(begin)
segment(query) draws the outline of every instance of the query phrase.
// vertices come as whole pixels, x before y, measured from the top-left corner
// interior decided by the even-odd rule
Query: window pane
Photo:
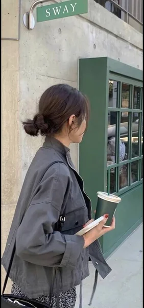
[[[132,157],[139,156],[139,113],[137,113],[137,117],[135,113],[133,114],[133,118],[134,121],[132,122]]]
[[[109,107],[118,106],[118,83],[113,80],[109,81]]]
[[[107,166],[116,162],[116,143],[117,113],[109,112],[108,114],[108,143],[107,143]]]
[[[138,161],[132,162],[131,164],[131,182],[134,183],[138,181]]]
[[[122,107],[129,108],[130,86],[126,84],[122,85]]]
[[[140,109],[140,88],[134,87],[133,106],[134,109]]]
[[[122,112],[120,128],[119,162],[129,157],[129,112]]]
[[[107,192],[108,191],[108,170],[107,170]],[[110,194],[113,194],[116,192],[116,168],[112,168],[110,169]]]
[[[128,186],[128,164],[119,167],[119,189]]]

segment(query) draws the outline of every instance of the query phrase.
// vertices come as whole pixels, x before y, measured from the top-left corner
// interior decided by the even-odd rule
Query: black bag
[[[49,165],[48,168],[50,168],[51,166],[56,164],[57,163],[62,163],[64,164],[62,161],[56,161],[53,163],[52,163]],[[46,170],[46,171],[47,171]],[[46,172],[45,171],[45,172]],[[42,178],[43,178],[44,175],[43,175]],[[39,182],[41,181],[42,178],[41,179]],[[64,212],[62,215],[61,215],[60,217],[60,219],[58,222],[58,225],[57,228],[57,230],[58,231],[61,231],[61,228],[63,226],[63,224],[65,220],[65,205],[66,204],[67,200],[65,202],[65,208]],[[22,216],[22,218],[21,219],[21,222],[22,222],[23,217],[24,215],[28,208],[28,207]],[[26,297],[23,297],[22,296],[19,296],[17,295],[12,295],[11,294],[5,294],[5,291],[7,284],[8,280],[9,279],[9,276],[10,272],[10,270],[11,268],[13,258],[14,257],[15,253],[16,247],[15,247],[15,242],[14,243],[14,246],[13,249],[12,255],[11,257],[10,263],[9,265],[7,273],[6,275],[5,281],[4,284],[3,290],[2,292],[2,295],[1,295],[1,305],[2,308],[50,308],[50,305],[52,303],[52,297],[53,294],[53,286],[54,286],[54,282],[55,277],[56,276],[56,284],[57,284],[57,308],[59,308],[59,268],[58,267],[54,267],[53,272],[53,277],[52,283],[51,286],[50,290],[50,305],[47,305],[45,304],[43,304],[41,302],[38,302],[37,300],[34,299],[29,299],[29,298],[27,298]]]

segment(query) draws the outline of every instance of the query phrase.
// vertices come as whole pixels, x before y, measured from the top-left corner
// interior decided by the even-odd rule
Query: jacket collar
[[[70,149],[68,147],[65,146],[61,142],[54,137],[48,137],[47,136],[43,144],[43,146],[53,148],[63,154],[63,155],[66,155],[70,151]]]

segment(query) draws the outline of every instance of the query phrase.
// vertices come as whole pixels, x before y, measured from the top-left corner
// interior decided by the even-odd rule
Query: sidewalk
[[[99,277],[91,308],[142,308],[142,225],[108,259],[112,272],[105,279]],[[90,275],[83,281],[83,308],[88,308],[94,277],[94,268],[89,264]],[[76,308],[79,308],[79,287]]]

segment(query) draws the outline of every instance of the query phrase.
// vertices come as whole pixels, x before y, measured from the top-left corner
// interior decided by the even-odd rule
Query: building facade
(end)
(begin)
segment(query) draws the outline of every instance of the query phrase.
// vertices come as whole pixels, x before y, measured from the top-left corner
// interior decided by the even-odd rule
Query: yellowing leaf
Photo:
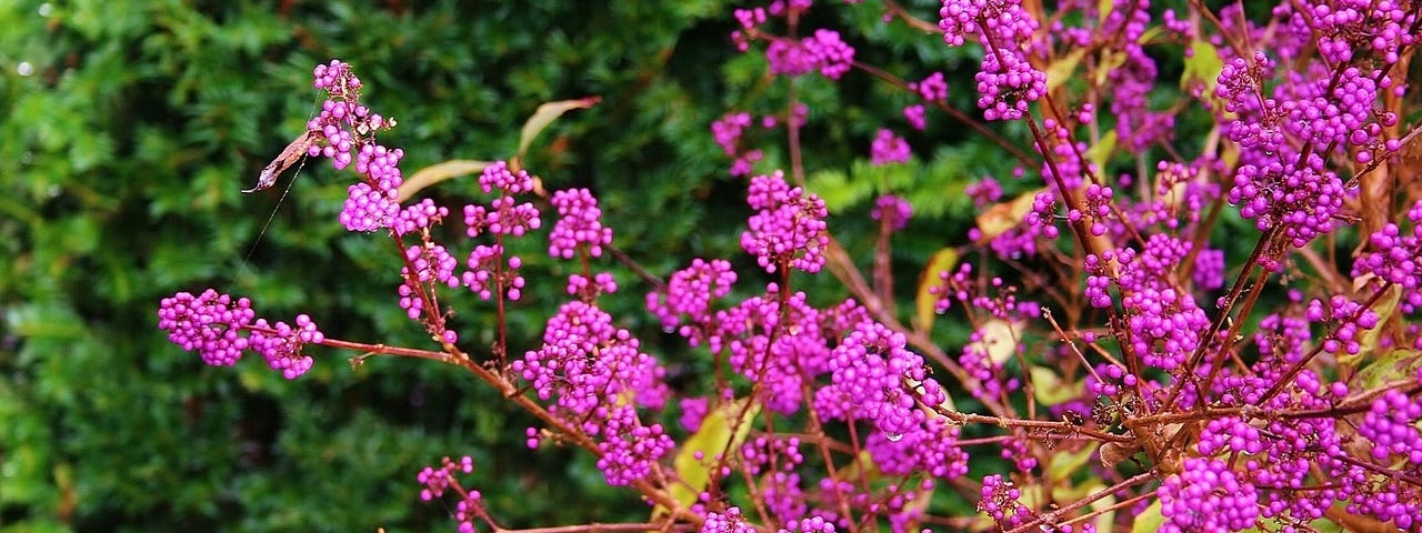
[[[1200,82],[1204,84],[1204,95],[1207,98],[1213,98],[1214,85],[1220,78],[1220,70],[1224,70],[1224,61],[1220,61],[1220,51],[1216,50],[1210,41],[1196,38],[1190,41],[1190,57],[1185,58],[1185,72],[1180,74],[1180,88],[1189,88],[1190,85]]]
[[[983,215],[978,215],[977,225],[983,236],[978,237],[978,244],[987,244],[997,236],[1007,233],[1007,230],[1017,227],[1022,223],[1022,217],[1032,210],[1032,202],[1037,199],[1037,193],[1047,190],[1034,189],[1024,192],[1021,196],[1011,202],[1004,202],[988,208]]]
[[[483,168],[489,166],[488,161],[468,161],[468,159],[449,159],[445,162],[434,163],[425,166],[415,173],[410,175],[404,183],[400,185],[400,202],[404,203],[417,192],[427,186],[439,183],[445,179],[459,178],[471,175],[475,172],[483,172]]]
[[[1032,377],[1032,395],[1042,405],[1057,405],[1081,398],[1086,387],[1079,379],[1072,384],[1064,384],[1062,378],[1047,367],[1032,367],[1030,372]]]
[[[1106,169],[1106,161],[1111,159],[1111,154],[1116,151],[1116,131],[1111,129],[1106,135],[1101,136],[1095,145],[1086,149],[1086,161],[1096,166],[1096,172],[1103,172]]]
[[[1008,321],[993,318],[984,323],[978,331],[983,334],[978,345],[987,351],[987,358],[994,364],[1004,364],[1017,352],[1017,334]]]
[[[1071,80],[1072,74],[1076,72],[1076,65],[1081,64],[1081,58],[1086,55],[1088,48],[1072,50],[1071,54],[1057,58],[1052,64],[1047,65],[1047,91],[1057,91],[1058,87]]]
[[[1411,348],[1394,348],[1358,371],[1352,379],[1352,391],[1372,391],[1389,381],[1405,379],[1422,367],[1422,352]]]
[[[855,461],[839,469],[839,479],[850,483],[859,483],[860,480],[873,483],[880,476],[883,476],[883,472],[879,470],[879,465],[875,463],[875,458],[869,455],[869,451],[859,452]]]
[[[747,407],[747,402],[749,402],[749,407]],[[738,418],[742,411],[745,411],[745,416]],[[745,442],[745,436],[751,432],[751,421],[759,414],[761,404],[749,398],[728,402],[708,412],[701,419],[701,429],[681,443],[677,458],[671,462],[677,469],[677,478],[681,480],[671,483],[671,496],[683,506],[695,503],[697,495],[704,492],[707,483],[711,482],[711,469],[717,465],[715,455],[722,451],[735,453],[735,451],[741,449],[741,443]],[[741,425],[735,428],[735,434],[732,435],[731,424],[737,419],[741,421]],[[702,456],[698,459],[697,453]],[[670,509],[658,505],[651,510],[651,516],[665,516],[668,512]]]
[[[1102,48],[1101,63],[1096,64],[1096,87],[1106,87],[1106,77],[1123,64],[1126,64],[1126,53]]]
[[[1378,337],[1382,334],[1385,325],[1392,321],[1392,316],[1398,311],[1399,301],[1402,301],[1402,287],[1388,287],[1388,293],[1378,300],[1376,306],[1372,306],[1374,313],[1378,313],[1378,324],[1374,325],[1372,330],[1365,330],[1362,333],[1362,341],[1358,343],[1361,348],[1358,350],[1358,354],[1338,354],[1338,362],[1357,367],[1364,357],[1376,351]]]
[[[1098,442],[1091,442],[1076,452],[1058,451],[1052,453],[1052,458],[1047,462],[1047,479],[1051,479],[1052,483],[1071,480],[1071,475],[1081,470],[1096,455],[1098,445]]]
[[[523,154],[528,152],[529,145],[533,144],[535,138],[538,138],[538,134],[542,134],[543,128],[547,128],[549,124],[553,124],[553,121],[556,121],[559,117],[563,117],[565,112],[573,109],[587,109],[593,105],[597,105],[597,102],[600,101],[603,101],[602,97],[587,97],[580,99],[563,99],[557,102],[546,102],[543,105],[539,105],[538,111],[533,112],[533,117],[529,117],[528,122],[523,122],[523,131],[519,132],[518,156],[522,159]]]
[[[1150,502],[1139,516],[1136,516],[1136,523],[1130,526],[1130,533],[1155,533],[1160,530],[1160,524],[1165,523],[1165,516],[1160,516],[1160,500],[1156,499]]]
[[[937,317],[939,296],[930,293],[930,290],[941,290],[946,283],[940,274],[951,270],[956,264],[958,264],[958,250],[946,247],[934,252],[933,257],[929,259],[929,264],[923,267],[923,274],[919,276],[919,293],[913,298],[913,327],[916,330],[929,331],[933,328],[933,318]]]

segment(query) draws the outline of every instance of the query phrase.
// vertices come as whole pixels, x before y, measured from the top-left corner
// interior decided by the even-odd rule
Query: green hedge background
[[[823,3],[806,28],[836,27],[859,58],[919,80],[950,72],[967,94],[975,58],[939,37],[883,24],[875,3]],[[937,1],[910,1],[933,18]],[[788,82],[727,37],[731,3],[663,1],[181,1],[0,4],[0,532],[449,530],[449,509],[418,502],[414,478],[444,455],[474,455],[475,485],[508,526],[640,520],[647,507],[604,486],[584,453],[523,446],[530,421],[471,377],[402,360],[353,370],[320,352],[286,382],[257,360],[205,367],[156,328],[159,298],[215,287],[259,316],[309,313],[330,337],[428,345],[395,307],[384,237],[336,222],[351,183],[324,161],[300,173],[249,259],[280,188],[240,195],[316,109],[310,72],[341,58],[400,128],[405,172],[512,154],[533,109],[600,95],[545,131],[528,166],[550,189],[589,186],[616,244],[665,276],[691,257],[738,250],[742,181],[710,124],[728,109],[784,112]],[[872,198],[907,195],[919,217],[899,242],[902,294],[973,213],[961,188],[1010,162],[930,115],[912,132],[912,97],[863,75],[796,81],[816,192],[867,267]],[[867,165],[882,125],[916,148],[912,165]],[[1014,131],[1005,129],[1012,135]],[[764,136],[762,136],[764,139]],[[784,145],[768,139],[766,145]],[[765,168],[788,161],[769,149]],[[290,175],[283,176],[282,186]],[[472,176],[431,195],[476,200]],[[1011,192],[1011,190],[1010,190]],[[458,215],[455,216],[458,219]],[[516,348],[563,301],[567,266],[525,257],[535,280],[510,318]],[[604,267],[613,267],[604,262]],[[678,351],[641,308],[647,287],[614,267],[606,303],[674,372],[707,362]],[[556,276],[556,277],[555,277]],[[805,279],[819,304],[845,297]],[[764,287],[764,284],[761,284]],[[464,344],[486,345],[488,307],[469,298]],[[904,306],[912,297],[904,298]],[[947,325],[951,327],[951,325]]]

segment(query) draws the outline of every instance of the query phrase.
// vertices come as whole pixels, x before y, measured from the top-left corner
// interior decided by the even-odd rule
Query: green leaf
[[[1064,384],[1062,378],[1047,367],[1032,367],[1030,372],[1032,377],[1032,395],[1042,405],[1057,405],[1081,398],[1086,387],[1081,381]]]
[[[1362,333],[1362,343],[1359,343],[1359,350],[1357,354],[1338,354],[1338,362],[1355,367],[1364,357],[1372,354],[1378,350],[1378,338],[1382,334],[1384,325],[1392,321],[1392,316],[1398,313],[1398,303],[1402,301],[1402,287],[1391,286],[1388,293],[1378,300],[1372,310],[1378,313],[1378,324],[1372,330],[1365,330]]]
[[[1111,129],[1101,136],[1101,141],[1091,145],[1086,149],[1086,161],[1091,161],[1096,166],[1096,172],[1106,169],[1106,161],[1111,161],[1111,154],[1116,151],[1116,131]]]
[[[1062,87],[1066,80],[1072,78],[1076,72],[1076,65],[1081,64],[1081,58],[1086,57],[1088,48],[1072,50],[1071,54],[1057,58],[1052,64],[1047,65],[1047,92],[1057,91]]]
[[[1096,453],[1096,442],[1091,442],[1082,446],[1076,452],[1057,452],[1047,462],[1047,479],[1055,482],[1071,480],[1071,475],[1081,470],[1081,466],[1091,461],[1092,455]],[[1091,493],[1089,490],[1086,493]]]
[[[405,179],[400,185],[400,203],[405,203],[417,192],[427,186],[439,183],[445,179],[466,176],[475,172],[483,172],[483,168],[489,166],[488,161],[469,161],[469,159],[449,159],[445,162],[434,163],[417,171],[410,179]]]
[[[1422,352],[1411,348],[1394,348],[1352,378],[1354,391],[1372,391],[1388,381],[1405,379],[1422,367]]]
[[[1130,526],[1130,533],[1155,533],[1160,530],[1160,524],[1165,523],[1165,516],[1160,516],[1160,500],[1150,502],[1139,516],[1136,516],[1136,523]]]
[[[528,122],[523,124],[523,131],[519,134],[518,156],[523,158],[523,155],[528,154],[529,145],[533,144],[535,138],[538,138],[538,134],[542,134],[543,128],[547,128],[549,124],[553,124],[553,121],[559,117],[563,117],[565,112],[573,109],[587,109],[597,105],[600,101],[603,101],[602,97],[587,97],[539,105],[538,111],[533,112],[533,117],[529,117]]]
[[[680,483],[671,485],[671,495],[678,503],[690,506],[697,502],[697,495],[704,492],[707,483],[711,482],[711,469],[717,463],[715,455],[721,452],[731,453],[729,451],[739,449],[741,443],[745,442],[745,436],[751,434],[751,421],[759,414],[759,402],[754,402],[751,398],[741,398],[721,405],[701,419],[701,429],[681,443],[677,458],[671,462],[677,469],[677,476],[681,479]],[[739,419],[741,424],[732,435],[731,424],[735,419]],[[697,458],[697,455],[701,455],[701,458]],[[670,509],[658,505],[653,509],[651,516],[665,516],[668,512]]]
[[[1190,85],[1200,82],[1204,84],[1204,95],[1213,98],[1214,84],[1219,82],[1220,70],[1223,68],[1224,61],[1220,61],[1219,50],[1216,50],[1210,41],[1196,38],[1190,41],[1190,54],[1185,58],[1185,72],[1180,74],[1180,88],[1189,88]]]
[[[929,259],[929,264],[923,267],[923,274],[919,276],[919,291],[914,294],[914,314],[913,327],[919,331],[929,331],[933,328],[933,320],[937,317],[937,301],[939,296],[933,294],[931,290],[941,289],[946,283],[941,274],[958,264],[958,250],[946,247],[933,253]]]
(end)
(begin)
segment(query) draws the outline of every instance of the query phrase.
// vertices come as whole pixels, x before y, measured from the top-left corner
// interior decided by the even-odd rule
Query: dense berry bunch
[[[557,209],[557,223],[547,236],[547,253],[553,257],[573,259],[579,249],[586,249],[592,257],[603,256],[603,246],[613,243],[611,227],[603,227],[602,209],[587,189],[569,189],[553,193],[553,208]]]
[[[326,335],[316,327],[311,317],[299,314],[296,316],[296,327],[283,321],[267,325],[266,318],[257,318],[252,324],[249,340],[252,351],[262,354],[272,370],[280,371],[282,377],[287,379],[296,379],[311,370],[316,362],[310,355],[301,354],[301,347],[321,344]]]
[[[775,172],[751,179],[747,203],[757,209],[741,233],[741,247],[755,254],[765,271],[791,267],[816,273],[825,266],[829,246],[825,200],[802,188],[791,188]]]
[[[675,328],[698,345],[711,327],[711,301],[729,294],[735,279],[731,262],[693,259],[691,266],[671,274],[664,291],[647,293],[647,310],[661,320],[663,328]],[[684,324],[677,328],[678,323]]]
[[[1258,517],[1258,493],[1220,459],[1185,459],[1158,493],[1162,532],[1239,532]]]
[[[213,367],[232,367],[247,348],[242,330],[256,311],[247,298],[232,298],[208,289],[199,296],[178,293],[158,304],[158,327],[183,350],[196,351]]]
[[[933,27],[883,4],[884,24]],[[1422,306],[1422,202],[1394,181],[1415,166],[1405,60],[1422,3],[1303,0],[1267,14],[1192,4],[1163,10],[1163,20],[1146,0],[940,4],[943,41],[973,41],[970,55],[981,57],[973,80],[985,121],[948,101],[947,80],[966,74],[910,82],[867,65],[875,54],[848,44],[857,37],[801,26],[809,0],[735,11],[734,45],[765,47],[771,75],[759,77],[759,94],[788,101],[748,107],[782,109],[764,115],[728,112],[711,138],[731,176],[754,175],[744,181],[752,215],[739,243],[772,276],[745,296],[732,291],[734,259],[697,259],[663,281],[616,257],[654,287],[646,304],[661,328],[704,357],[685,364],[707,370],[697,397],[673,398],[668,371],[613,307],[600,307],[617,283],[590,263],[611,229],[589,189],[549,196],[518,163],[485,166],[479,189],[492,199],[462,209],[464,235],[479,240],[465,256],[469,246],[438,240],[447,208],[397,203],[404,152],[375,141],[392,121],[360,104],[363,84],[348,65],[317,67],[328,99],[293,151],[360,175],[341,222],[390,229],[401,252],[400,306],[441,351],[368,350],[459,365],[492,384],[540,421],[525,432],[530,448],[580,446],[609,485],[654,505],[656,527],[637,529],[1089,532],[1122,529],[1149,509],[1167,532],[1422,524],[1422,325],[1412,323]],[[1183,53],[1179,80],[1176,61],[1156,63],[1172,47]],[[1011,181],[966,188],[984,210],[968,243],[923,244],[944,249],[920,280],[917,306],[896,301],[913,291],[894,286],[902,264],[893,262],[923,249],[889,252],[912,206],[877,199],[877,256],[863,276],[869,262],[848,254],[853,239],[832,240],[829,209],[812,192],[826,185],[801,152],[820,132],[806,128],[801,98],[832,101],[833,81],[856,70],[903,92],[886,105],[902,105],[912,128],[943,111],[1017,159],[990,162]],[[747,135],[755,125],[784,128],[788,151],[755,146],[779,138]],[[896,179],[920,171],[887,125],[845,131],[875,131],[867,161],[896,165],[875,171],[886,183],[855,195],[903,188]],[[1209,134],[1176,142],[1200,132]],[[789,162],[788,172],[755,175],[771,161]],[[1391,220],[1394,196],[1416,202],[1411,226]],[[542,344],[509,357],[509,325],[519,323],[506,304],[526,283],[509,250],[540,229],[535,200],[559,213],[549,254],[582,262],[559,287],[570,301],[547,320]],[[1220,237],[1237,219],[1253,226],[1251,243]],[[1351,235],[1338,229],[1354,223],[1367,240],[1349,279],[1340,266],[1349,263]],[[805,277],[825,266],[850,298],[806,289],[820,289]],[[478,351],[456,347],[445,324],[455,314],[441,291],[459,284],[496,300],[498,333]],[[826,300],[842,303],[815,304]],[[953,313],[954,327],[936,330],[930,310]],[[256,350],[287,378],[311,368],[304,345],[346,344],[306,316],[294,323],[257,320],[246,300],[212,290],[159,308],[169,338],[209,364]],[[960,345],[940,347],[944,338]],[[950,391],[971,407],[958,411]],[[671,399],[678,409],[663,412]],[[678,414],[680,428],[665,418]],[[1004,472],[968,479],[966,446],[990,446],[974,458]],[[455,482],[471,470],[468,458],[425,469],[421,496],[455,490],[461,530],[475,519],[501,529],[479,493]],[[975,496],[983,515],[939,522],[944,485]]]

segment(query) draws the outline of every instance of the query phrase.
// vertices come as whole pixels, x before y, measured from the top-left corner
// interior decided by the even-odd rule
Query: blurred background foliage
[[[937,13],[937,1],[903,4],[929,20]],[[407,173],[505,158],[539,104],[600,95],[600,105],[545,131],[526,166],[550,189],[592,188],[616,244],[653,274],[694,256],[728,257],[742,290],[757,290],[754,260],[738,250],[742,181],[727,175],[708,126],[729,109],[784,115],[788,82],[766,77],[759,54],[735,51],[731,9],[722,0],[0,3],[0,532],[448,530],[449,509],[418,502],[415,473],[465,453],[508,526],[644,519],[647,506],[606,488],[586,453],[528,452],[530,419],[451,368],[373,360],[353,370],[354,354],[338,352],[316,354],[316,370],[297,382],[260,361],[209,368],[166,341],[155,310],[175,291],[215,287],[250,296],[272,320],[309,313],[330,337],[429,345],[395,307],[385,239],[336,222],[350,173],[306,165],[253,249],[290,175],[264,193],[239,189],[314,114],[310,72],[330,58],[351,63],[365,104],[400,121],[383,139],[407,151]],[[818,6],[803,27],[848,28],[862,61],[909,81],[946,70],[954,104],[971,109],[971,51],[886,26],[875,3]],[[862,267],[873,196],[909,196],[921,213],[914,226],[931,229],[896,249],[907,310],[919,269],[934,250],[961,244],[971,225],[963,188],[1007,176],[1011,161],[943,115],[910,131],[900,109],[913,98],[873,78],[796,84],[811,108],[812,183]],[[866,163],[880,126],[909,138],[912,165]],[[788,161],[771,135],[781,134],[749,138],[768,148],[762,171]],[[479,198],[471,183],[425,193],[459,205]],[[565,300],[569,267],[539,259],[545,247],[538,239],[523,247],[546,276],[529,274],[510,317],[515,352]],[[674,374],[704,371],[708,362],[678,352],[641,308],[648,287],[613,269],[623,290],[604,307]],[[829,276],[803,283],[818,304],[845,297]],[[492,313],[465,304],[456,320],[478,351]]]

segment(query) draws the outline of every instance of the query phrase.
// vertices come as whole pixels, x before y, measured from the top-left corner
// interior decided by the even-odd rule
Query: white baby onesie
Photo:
(end)
* [DIRECTIONS FOR THIS TASK]:
Identify every line of the listing that contains the word "leaf", matching case exactly, and copy each such line in full.

* [EXERCISE RESPONSE]:
Query: yellowing leaf
Query: green leaf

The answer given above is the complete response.